Given data:
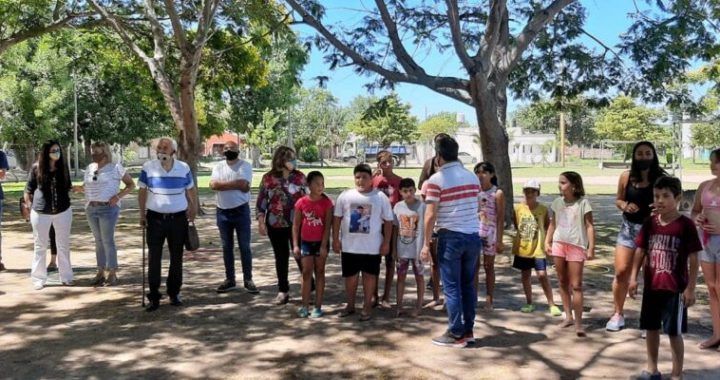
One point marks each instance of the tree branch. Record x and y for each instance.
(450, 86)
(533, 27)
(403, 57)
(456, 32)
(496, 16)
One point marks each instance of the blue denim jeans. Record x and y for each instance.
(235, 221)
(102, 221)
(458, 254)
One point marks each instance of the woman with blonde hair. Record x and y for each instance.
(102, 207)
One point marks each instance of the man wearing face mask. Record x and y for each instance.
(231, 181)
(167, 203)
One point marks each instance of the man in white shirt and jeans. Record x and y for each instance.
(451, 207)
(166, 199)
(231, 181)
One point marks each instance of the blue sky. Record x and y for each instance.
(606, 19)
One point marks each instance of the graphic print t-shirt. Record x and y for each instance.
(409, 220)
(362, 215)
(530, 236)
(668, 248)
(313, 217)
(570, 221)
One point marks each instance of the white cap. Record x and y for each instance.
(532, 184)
---
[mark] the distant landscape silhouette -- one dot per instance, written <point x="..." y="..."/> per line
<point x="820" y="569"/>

To do:
Pick out every line of the entries above that contains the string "each". Case counts.

Problem solution:
One point marks each instance of the tree branch. Record x and y for each instance.
One point marks each instance of the blue denim jeans. Record x and y for each instance.
One point marks each instance of the woman with blonde hair. Record x and y for each instance.
One point marks each instance of the man wearing face mask. Record x and y for each instance.
One point marks each instance of the man in white shirt and jeans. Record x and y for each instance.
One point marks each instance of the blue sky. Record x and y for each instance.
One point marks each instance of the graphic print t-shirt. Record x and y for each instance.
One point marks each instance of the white cap. Record x and y for each instance.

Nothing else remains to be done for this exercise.